— Start of Task material —
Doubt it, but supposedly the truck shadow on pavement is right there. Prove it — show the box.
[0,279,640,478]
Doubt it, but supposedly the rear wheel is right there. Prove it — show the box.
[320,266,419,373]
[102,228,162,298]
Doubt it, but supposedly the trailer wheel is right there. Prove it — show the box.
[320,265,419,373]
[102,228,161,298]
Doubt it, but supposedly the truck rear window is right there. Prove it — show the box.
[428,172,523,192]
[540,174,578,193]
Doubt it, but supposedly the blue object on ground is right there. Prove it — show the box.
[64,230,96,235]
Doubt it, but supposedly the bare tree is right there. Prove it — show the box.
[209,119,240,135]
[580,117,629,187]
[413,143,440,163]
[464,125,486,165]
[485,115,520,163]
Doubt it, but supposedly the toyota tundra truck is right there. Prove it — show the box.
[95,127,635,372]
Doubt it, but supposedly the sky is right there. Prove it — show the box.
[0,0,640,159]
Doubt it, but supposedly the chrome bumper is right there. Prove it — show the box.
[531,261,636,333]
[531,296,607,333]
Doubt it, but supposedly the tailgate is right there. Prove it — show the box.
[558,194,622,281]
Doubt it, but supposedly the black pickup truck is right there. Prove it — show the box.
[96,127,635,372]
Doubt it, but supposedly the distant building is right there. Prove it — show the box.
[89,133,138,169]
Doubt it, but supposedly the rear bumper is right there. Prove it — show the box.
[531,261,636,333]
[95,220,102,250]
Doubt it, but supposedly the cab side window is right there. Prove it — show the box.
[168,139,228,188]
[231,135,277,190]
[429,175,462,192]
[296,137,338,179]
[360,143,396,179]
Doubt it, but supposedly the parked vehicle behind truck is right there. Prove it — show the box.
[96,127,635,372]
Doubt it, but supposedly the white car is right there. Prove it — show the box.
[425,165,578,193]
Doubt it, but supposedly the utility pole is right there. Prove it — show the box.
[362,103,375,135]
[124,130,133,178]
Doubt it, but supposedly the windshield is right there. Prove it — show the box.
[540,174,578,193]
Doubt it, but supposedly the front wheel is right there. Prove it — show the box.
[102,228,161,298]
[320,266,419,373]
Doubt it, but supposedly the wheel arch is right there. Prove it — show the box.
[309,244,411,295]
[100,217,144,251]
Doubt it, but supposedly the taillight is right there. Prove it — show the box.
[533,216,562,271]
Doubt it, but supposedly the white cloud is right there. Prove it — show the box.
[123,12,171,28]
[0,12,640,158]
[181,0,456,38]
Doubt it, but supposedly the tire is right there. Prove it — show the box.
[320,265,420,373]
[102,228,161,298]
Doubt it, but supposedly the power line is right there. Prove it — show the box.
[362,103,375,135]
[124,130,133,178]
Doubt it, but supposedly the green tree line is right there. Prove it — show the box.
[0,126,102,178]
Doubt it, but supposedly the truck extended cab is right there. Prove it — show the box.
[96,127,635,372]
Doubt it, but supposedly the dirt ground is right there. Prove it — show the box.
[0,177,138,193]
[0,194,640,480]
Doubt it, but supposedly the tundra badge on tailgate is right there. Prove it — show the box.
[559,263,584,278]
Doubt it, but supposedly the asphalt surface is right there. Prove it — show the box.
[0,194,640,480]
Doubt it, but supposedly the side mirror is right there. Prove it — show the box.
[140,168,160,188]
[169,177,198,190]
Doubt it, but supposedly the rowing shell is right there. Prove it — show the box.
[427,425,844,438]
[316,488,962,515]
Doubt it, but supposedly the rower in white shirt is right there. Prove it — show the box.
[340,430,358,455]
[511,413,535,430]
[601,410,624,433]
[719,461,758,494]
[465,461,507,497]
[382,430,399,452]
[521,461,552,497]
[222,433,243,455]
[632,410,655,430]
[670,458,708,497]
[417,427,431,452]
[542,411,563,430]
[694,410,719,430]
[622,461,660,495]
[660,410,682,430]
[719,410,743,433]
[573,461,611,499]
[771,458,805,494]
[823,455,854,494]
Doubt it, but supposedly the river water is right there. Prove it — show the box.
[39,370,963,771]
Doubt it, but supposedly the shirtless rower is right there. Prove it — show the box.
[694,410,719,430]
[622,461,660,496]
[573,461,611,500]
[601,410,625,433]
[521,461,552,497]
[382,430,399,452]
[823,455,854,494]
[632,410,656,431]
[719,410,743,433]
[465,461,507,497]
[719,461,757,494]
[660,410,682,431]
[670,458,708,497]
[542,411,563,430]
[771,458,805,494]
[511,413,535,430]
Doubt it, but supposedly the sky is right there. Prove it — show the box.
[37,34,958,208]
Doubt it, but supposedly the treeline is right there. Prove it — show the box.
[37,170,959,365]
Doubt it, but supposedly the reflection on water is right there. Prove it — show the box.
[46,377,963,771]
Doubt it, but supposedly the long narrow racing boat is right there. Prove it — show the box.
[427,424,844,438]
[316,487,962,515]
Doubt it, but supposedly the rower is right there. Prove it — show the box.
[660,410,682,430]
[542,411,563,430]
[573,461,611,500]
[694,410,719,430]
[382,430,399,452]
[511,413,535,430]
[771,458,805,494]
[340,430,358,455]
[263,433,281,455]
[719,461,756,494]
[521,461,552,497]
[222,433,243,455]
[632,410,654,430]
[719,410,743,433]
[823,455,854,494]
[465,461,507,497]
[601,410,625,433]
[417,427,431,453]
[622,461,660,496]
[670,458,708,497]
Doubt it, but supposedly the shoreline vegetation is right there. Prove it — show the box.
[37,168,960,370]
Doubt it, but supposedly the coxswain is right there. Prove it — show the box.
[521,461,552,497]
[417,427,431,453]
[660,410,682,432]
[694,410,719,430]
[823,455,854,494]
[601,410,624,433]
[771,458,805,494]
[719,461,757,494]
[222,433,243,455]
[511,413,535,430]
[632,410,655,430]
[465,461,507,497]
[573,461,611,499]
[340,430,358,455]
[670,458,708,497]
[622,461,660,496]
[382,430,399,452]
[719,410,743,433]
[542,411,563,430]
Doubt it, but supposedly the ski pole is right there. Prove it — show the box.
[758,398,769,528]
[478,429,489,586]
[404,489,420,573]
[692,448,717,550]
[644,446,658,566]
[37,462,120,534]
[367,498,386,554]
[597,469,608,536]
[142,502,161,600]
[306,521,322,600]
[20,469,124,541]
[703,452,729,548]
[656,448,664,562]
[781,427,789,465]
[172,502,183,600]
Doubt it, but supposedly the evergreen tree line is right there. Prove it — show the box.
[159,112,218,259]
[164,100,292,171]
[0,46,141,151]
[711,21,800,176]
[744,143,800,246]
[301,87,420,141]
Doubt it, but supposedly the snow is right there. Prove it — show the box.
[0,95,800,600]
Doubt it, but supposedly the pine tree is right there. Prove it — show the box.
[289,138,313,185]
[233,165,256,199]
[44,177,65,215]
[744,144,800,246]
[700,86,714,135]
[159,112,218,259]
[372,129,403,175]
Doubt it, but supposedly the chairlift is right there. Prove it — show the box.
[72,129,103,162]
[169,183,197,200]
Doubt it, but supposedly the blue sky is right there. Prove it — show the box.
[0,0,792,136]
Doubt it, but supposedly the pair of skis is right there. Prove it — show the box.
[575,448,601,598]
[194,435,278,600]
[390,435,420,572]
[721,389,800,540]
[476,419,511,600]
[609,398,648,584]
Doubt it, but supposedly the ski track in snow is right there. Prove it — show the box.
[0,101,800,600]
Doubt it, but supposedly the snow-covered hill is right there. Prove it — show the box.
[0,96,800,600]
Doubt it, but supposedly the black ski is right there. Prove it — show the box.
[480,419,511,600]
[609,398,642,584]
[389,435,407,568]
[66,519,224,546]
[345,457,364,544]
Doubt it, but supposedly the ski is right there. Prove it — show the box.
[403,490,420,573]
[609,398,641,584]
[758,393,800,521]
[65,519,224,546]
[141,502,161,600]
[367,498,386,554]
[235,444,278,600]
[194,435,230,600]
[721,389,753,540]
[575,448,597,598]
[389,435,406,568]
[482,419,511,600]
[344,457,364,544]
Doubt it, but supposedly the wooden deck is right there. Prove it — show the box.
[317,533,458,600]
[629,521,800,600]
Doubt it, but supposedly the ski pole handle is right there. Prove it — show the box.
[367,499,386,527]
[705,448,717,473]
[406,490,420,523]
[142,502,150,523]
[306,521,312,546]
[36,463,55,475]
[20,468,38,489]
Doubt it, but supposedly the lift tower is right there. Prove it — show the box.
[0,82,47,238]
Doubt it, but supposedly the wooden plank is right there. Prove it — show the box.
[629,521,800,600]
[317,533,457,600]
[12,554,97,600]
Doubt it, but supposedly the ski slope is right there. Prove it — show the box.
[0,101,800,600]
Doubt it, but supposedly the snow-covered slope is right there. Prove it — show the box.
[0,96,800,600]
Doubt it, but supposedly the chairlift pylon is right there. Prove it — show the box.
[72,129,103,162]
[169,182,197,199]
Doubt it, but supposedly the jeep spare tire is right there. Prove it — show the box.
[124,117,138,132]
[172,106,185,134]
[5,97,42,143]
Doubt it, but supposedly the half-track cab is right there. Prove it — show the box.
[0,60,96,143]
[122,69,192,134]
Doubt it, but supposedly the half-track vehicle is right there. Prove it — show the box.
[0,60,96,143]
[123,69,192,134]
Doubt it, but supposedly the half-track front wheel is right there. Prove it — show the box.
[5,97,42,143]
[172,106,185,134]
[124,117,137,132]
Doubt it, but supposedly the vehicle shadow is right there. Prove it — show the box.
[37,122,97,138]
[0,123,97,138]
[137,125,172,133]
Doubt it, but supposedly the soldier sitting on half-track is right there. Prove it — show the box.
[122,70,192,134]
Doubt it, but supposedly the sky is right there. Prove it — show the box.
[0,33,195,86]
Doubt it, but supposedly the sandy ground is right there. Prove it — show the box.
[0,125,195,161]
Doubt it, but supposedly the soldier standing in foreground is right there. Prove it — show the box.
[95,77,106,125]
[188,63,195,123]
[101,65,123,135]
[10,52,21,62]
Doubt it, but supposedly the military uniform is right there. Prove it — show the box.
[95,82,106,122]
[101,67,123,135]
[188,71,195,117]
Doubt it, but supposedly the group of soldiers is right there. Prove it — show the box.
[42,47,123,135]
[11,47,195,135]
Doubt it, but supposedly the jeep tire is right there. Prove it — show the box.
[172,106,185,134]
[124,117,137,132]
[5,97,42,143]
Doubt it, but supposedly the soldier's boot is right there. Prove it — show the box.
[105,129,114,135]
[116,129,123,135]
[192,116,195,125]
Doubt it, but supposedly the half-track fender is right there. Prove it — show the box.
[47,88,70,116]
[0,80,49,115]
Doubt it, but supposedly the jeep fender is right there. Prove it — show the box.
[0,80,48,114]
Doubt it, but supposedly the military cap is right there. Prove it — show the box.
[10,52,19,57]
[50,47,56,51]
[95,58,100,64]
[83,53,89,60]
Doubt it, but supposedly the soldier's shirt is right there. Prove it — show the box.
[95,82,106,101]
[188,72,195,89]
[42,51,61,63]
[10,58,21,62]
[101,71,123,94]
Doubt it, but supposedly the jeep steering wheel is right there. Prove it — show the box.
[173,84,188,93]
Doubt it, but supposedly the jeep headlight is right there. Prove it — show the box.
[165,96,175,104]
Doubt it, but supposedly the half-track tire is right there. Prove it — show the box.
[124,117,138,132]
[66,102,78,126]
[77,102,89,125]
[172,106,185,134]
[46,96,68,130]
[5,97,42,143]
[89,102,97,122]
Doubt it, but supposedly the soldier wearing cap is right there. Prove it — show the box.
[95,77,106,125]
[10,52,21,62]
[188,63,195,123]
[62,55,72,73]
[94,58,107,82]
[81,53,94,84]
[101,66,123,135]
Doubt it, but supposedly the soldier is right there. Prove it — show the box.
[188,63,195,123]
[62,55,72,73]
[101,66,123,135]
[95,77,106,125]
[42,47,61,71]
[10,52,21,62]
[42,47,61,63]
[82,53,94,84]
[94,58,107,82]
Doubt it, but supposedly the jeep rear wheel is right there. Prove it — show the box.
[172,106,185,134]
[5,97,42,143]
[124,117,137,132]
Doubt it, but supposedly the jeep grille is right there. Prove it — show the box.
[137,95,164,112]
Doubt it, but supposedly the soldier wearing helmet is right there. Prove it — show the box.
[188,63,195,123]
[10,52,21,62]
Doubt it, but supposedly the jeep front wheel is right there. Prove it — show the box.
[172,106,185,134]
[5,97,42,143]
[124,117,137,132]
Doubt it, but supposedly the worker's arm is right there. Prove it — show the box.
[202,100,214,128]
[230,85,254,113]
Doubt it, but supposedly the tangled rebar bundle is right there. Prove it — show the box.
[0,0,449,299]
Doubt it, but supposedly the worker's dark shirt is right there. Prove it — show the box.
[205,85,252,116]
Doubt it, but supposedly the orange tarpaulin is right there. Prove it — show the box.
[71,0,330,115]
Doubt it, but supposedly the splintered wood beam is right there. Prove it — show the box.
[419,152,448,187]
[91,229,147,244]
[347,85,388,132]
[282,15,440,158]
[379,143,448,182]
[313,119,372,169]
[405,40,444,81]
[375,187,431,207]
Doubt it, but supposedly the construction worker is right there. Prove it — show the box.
— End of Task material —
Edit everything from the first line down to the line containing "[95,220,102,250]" by replacing "rear bumper" with "back bumper", and give back only those lines with nothing else changed.

Doubt it, but supposedly the truck shadow on pavement is right there. Prove it — show the box.
[0,279,640,478]
Doubt it, but supposedly the rear wheel is right there. Prove it — show the box.
[320,266,419,373]
[102,228,162,298]
Doubt it, but supposedly the trailer wheel is right there. Prove it — show the box.
[320,265,419,373]
[102,228,161,298]
Doubt it, but supposedly the truck rear window is right there. Prove it — show the box.
[428,172,523,192]
[540,174,578,193]
Doubt it, but supposedly the blue object on ground is right there. Prove it — show the box.
[64,230,96,235]
Doubt it, but supposedly the bare tree is right there. Prove it — show the box.
[209,119,240,135]
[580,117,629,187]
[413,143,440,163]
[464,125,486,165]
[485,115,520,163]
Doubt it, but supposedly the toyota tundra truck is right there. Prove it — show the box.
[95,127,635,372]
Doubt it, but supposedly the sky is right there. Prove it — show the box.
[0,0,640,159]
Doubt it, but supposedly the chrome bumper is right there. Prove it — show the box.
[531,261,636,333]
[531,296,607,333]
Doubt it, but supposedly the tailgate is right there. Prove it — show the box.
[558,194,622,281]
Doubt it, but supposedly the black pickup truck is right there. Prove it — show the box.
[96,127,635,372]
Doubt it, but supposedly the distant building is right there. Prove it — show the box.
[89,133,138,169]
Doubt it, but supposedly the back bumper is right there. Prove it — show the box.
[531,261,636,333]
[95,220,102,250]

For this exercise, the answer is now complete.